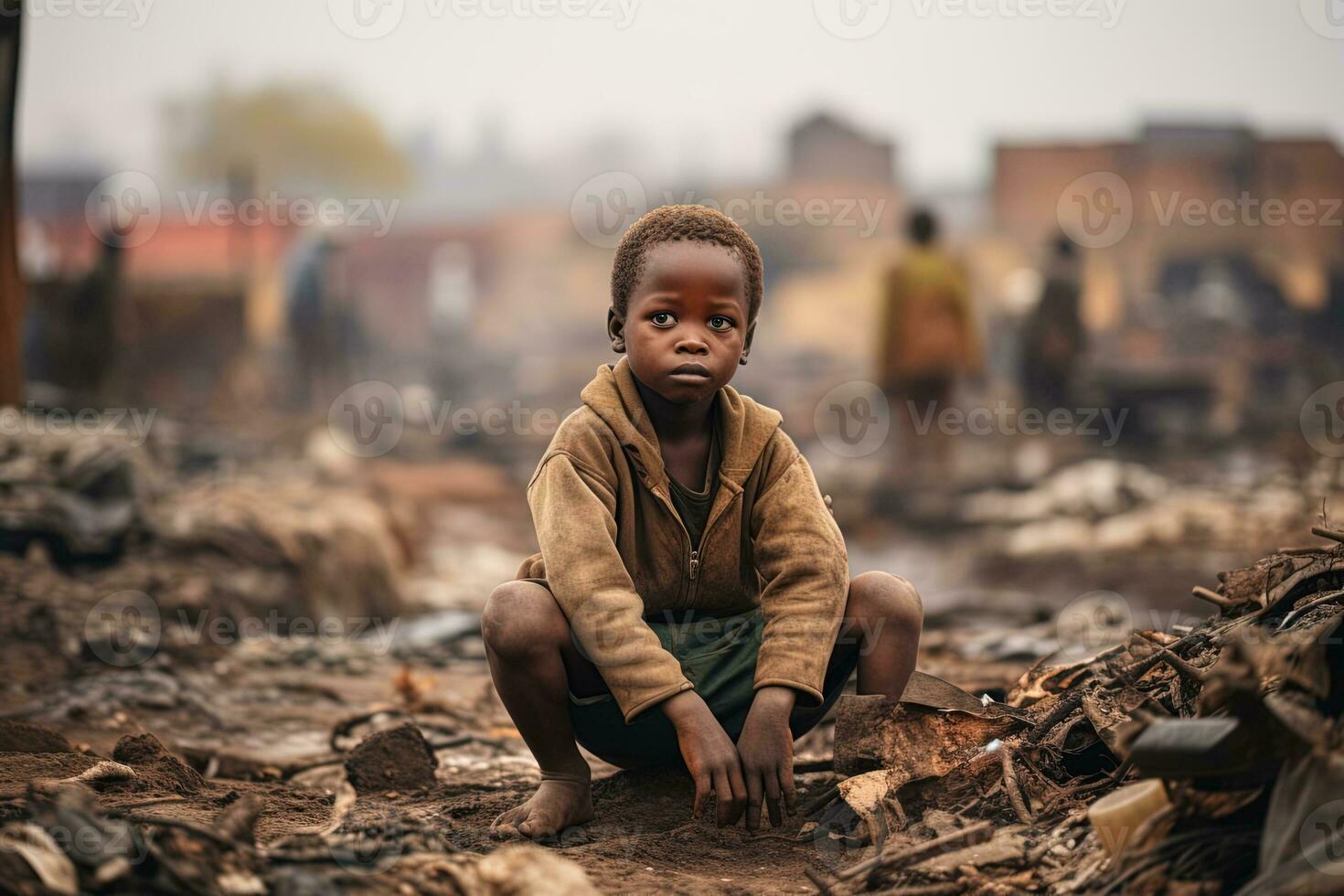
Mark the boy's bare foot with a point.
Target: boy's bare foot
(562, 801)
****************
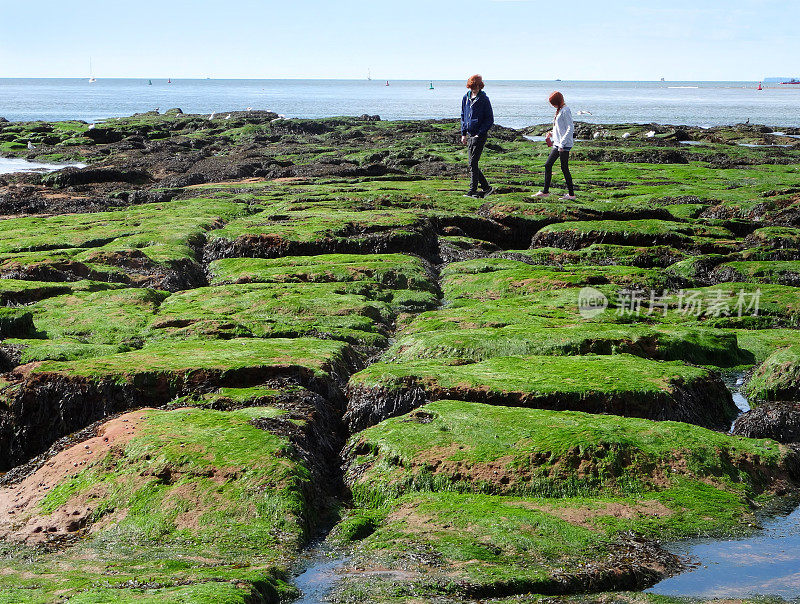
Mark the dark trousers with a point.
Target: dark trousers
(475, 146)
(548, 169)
****************
Pull out every line above that contains the word "foot". Case matters, so match only that exact capitalization.

Mark the boy's bare foot with a point.
Target: boy's bare foot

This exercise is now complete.